### Work to be completed
I need an exact copy of the lines from the one containing "[ ] one point per instance of the food cart" through the end of the records, without any pictures.

### Extracted data
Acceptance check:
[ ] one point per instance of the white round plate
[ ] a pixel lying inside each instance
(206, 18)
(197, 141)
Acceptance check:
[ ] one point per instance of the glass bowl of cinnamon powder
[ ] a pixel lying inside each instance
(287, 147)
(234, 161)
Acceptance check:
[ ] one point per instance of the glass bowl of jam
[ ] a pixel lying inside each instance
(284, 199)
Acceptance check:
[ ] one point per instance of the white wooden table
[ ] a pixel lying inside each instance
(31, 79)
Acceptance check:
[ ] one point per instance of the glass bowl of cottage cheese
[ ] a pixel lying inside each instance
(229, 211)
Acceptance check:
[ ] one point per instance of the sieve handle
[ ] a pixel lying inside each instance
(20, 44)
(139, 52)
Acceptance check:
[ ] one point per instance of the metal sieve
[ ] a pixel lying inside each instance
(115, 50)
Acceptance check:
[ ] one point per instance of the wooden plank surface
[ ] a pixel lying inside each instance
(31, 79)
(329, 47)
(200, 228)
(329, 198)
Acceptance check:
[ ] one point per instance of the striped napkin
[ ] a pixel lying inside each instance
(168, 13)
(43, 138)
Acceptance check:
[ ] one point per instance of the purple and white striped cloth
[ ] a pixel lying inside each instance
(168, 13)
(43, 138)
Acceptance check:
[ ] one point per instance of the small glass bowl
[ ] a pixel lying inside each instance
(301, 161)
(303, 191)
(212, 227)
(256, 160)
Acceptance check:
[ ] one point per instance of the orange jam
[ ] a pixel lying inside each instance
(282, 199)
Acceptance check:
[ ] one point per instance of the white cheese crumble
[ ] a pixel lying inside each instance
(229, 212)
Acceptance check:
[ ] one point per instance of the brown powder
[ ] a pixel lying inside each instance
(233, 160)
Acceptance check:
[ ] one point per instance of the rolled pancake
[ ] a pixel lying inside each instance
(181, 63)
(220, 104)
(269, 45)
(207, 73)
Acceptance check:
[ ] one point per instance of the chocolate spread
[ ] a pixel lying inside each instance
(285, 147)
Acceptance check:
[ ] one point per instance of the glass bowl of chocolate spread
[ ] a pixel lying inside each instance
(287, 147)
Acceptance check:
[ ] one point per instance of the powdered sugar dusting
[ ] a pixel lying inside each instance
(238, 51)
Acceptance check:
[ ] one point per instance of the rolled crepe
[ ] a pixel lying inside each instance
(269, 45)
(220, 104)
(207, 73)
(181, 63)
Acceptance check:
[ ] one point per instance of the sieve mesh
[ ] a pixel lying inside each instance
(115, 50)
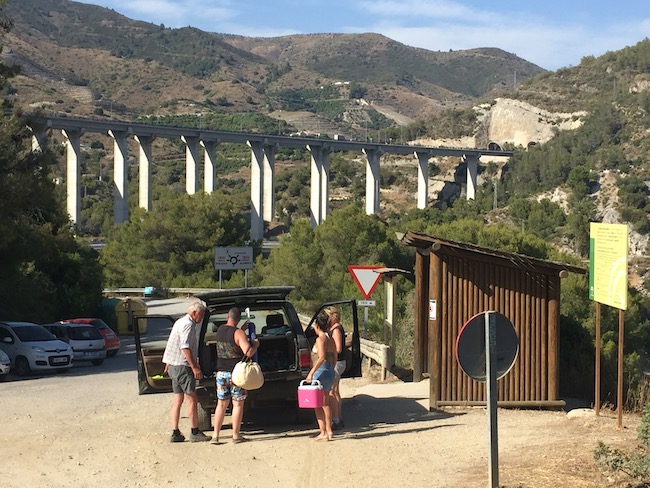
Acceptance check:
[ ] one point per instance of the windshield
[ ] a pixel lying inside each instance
(33, 333)
(83, 333)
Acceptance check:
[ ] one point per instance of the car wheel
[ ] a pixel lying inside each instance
(22, 366)
(205, 418)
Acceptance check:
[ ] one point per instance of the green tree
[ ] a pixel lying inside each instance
(46, 273)
(173, 244)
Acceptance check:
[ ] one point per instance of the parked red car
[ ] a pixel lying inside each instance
(111, 338)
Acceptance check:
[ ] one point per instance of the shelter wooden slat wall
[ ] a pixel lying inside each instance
(454, 282)
(465, 288)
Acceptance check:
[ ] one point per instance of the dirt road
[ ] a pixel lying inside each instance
(90, 428)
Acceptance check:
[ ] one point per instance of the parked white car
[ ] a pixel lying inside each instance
(86, 341)
(31, 347)
(5, 365)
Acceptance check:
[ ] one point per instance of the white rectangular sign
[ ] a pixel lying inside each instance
(233, 258)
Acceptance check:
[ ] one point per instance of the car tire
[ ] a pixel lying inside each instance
(205, 418)
(22, 366)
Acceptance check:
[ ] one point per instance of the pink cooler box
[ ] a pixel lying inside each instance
(310, 396)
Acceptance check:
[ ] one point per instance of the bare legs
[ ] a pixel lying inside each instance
(219, 415)
(177, 403)
(335, 400)
(324, 419)
(236, 417)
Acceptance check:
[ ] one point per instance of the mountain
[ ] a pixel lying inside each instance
(78, 58)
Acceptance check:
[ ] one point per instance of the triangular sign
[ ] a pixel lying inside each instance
(366, 278)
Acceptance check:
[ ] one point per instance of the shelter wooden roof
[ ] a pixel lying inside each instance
(424, 241)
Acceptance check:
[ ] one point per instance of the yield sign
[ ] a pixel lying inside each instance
(366, 278)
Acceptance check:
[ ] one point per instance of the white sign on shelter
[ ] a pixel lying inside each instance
(226, 258)
(366, 278)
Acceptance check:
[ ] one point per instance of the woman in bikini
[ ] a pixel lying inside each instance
(323, 371)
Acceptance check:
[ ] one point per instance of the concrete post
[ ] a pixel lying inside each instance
(268, 185)
(191, 164)
(144, 172)
(209, 165)
(320, 174)
(120, 177)
(73, 173)
(38, 141)
(372, 180)
(257, 161)
(423, 179)
(472, 167)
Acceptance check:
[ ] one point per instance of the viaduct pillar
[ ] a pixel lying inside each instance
(73, 174)
(372, 180)
(120, 176)
(423, 179)
(145, 160)
(191, 164)
(209, 165)
(320, 176)
(257, 162)
(472, 164)
(268, 185)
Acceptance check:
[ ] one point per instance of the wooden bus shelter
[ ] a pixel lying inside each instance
(455, 281)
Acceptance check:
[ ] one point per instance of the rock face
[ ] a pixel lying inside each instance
(519, 123)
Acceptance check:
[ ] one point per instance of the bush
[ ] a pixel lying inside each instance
(635, 464)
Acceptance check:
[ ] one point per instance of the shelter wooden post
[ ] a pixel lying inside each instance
(553, 338)
(420, 336)
(435, 360)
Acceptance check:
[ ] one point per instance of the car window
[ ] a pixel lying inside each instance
(5, 333)
(83, 333)
(100, 324)
(33, 333)
(58, 333)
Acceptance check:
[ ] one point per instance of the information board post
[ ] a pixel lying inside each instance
(491, 395)
(486, 348)
(608, 283)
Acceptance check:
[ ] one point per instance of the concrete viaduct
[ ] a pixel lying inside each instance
(263, 148)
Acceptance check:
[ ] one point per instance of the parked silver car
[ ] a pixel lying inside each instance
(86, 341)
(5, 365)
(31, 347)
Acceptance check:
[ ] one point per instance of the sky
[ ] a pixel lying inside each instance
(552, 34)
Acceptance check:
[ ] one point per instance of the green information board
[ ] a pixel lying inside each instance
(608, 247)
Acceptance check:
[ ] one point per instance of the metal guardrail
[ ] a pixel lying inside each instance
(380, 353)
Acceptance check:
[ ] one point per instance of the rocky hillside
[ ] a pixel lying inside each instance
(77, 58)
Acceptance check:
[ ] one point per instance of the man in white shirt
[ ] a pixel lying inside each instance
(181, 358)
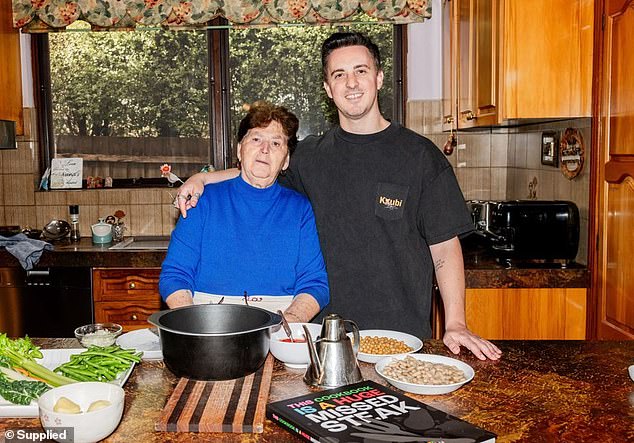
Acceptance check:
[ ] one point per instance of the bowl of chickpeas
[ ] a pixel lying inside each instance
(378, 343)
(425, 374)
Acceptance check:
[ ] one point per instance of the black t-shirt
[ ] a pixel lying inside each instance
(380, 200)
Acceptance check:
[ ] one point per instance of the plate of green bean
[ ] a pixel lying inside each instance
(110, 365)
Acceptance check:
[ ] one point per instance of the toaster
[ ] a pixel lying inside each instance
(533, 229)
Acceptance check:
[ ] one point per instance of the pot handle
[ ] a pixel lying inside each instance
(154, 318)
(356, 337)
(275, 320)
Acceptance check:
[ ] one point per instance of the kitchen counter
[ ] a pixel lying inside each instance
(546, 391)
(482, 270)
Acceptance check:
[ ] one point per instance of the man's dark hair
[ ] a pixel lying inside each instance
(344, 39)
(262, 113)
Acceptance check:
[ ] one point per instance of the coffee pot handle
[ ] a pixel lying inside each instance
(355, 335)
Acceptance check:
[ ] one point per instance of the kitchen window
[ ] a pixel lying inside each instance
(127, 102)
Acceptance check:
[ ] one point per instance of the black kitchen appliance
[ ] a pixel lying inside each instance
(45, 302)
(521, 230)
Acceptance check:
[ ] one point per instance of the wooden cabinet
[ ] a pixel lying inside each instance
(612, 202)
(520, 313)
(127, 296)
(10, 70)
(477, 62)
(515, 59)
(449, 69)
(527, 313)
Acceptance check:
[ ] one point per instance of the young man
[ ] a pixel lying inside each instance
(388, 208)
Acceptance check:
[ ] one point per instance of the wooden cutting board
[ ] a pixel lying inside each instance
(219, 406)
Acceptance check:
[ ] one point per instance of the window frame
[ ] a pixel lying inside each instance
(220, 149)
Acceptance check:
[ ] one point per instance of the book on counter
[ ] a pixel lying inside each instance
(370, 412)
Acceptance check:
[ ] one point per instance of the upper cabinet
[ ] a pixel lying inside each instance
(10, 70)
(514, 59)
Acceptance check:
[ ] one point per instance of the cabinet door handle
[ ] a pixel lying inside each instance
(469, 115)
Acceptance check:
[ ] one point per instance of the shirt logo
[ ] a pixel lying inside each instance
(390, 203)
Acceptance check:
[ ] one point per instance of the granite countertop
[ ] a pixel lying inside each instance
(482, 270)
(539, 391)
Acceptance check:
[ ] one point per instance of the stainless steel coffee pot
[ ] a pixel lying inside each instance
(333, 356)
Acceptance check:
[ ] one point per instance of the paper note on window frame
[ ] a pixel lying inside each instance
(66, 173)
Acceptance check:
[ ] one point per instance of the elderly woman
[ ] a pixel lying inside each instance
(252, 241)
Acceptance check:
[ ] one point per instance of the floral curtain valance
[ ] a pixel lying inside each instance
(53, 15)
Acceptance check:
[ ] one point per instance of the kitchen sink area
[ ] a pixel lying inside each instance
(148, 243)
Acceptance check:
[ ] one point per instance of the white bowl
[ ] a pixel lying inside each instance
(413, 342)
(426, 389)
(87, 426)
(293, 355)
(98, 334)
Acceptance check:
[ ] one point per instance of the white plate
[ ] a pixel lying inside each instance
(51, 358)
(142, 340)
(426, 389)
(411, 341)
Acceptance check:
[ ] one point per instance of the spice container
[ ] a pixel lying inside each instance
(74, 222)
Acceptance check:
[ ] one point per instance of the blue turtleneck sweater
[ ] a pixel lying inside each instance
(240, 238)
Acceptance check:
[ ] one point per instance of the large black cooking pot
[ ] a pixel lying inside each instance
(214, 342)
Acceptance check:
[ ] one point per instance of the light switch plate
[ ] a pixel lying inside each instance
(7, 135)
(550, 148)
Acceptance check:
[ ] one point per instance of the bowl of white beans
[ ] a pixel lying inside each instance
(426, 374)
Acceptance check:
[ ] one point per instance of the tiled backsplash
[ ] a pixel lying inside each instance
(148, 211)
(495, 165)
(498, 164)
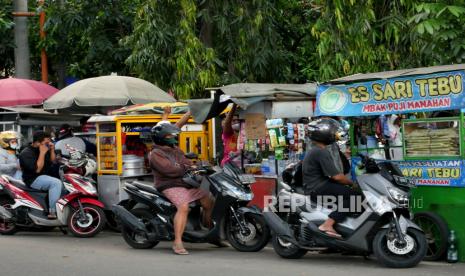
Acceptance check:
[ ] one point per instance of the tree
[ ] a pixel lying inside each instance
(189, 45)
(439, 27)
(7, 45)
(361, 36)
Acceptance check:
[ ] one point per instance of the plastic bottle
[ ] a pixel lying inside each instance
(452, 252)
(272, 164)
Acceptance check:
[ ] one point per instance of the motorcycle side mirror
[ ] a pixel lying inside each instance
(363, 140)
(191, 155)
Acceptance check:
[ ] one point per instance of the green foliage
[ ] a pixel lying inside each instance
(190, 45)
(440, 26)
(361, 36)
(6, 38)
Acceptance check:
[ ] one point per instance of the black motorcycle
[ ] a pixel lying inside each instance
(147, 217)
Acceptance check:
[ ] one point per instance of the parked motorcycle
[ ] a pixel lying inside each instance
(385, 228)
(147, 217)
(79, 209)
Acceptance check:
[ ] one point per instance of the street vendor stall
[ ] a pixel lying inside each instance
(272, 132)
(412, 117)
(124, 141)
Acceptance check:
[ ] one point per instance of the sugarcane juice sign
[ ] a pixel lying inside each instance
(434, 173)
(440, 91)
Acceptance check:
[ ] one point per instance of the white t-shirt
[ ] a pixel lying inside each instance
(74, 142)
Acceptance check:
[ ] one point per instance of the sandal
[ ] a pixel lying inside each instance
(179, 249)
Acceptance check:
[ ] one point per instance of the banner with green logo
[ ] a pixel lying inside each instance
(440, 91)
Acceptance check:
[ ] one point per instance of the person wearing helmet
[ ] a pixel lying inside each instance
(231, 127)
(9, 163)
(169, 165)
(321, 176)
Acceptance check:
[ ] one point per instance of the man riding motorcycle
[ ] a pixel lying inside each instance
(169, 165)
(321, 177)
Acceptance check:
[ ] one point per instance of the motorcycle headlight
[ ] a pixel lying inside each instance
(398, 195)
(236, 192)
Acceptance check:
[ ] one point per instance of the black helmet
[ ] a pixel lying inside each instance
(325, 130)
(161, 131)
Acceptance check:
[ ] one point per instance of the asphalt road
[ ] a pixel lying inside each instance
(107, 254)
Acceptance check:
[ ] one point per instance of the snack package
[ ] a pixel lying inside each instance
(279, 153)
(290, 131)
(274, 123)
(301, 131)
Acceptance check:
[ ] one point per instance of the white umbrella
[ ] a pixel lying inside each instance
(103, 93)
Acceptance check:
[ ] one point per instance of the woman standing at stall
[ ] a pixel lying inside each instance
(9, 163)
(231, 128)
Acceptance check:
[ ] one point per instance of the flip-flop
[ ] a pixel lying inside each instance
(331, 234)
(179, 250)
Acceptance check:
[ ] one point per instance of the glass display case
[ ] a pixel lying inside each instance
(435, 138)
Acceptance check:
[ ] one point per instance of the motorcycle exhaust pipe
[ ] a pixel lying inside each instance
(279, 227)
(128, 219)
(5, 214)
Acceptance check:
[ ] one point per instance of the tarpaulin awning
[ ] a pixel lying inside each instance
(152, 108)
(248, 94)
(21, 92)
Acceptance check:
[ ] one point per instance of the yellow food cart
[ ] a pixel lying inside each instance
(123, 143)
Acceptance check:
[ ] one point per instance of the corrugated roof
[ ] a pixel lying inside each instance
(397, 73)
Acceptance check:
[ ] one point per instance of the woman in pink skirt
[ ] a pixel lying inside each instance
(169, 166)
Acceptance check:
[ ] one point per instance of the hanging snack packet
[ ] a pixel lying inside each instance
(290, 131)
(279, 154)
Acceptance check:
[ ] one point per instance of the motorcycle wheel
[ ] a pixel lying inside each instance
(406, 256)
(135, 240)
(436, 232)
(286, 249)
(92, 226)
(255, 240)
(7, 228)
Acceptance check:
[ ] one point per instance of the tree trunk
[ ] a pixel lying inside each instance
(22, 58)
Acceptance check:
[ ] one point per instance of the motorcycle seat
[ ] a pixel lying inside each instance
(21, 185)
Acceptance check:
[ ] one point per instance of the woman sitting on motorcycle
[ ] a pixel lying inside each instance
(169, 165)
(321, 177)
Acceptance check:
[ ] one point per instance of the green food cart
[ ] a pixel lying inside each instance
(414, 117)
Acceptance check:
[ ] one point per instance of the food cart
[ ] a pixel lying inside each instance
(412, 117)
(123, 143)
(271, 135)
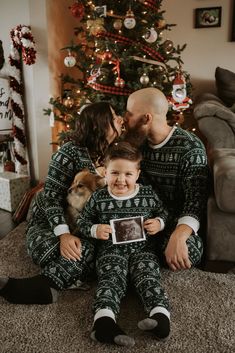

### Reply
[ ] one point per instance of the food cart
[ ] a pixel lying inside each instance
(412, 117)
(123, 143)
(271, 135)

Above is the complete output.